• [Task directions]:
From the passage on Saudi Aramco and oil prices below, extract the part from "But it has continued" up to and including "US shale producers.", copied word for word.

• [Document excerpt]:

# # # # # # #

The real reason why oil prices bottomed out last week has been completely overlooked by media pundits. Yet it may be the most important factor in oil pricing today.
You see, Saudi Aramco, Saudi Arabia’s national oil company and the largest oil company in the world, is the bellwether for what all of OPEC is likely to do at any given time.
And last week, Saudi Aramco cut its prices to the Asian market significantly.
Here’s why… and what that means for oil going forward…
The Export War for Asia Continues
Saudi Aramco’s Asian price cut signals the next round in an increasingly bitter export war that will dictate broader global prices in the near term.
That’s because of two overriding considerations.
First, as I have noted here in Oil & Energy Investor on several previous occasions, Asian demand progressively dictates what is going to happen in energy markets for at least the next two decades (and probably longer, but reliable projections don’t yet exist beyond 2040).
All increases in end-user needs are centered there, with Asia and the Pacific region dictating the worldwide trends moving forward.
The international price of oil may be benchmarked by Brent (set daily in London) and WTI (West Texas Intermediate, determined in New York) but the driver is Asia’s growing appetite for energy.
And crude oil heads the list of what is being impacted…
The Saudi Oil Strategy is Working Everywhere but Asia
Second, the Saudi strategy has been to build additional export volume into the current market glut, thereby grabbing share from other producing countries. That has served its intentions adequately in other parts of the world.
But it has continued to lose ground in the primary target of Asia.
There, the primary competition continues to come from Russia and, to a lesser extent, from rising volume from both Iraq and Iran. In fact, this competition over Asia has been one of the primary reasons for the shift in OPEC policy, from cutting exports to protecting market share.
As I observed here in Oil & Energy Investor following OPEC’s 2014 “Thanksgiving Day Surprise” – the decision not to cut supply, and instead to keep pumping to protect market position – Asia had been an immediate concern even beyond the impact of US shale producers.
Now, Asia traditionally pays a premium for oil import shipments, above the price normally paid for by buyers in Europe or the U.S. Gulf Coast. The main Asian refinery complexes are also configured to use crude with a higher sulfur content (also known as “sour” crude).
As it happens, Saudi Arabia’s, Russia’s, Iraq’s, and Iran’s primary oil output is sour, setting the stage for this battle over Asia.

# # # # # # #

• [Supplied entries]:

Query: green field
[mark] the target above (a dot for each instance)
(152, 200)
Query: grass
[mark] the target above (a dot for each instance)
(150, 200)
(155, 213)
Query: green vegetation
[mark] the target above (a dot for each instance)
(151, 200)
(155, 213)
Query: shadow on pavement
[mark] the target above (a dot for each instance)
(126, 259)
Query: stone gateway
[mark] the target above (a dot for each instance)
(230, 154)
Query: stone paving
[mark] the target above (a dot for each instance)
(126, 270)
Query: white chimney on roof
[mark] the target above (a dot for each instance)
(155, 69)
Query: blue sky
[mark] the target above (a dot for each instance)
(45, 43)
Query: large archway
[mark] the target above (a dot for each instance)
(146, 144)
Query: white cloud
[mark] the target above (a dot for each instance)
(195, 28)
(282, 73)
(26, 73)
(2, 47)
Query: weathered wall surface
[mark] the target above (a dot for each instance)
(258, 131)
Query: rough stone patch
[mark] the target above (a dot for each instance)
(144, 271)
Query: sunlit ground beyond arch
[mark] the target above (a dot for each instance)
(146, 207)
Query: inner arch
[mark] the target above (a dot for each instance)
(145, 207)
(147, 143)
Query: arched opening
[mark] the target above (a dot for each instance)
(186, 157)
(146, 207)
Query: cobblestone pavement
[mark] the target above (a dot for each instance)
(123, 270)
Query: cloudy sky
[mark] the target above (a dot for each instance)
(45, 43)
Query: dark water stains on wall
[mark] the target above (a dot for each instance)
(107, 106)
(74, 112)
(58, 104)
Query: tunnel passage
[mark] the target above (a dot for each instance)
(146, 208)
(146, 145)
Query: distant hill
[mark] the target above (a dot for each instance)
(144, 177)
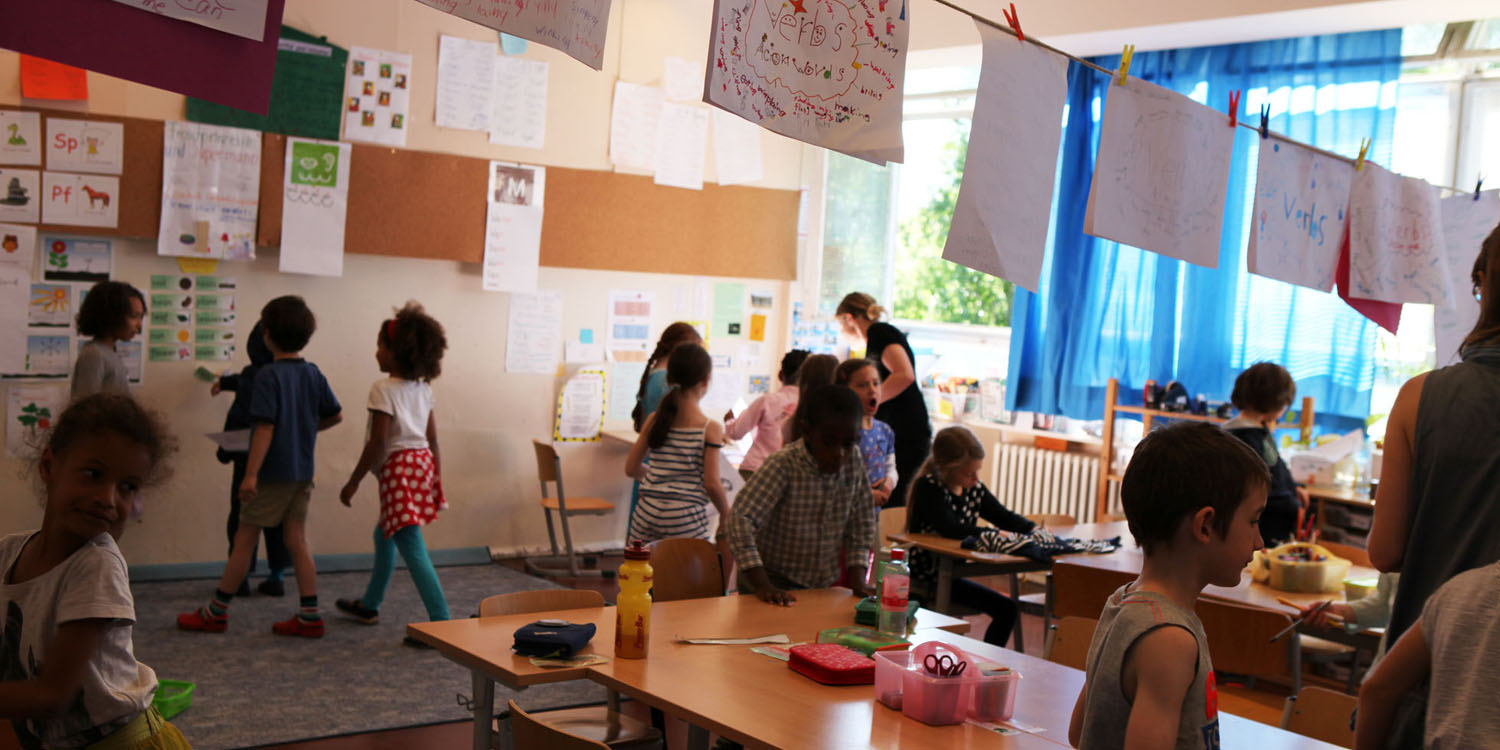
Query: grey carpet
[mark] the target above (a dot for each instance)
(254, 687)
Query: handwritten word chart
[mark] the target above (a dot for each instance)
(1395, 240)
(825, 72)
(210, 191)
(1299, 216)
(999, 225)
(1161, 173)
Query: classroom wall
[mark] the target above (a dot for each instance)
(486, 417)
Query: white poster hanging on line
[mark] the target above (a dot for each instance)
(999, 224)
(1161, 173)
(825, 72)
(513, 225)
(1395, 240)
(84, 146)
(315, 200)
(1301, 213)
(210, 191)
(576, 27)
(1467, 219)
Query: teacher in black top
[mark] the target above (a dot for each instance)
(902, 405)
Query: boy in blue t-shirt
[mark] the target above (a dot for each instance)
(290, 404)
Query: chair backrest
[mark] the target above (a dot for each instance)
(1239, 639)
(1070, 642)
(536, 735)
(539, 600)
(686, 569)
(1322, 714)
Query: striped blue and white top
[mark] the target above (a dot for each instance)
(672, 498)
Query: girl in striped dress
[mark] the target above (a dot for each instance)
(683, 476)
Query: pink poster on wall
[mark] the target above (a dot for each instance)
(117, 39)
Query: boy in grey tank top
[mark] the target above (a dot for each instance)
(1193, 497)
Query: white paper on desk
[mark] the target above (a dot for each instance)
(1161, 173)
(681, 140)
(519, 114)
(999, 225)
(1301, 213)
(737, 149)
(534, 332)
(1395, 240)
(513, 225)
(233, 441)
(633, 125)
(1466, 224)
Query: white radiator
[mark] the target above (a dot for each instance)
(1032, 480)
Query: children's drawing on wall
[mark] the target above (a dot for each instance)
(72, 258)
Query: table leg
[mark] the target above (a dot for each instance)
(485, 713)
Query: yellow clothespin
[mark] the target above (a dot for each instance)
(1125, 59)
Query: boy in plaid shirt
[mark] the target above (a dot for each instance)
(806, 503)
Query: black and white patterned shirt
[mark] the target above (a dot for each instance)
(792, 519)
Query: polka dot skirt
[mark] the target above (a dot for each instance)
(410, 491)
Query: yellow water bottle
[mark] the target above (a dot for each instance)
(633, 605)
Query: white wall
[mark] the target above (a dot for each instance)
(486, 417)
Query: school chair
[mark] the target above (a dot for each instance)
(600, 726)
(1322, 714)
(549, 468)
(1068, 644)
(686, 569)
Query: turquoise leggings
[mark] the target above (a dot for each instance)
(414, 551)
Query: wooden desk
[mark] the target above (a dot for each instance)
(483, 644)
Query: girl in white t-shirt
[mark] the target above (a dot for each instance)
(68, 672)
(404, 444)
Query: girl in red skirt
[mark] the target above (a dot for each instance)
(402, 452)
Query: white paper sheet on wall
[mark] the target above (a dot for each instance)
(633, 125)
(1466, 224)
(1395, 240)
(519, 116)
(315, 198)
(737, 149)
(465, 83)
(513, 225)
(1161, 173)
(681, 141)
(533, 335)
(999, 225)
(1301, 213)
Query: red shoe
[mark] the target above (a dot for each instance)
(200, 620)
(297, 627)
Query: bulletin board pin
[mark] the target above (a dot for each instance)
(1014, 20)
(1125, 57)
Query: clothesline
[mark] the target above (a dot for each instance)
(1106, 71)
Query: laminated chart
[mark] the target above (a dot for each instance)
(1395, 240)
(1301, 213)
(825, 72)
(1161, 173)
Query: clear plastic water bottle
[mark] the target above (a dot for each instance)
(896, 581)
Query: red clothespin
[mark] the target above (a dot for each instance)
(1011, 17)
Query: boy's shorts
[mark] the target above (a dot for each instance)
(276, 501)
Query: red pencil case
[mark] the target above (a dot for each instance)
(833, 665)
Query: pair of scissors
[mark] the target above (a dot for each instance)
(944, 665)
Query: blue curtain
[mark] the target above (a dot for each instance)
(1112, 311)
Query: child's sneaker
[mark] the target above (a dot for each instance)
(357, 609)
(299, 627)
(200, 620)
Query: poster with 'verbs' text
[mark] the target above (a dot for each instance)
(825, 72)
(210, 191)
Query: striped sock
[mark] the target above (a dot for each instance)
(309, 609)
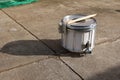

# # # # # # #

• [Solution for this task]:
But it has continued to lose ground in the primary target of Asia.
There, the primary competition continues to come from Russia and, to a lesser extent, from rising volume from both Iraq and Iran. In fact, this competition over Asia has been one of the primary reasons for the shift in OPEC policy, from cutting exports to protecting market share.
As I observed here in Oil & Energy Investor following OPEC’s 2014 “Thanksgiving Day Surprise” – the decision not to cut supply, and instead to keep pumping to protect market position – Asia had been an immediate concern even beyond the impact of US shale producers.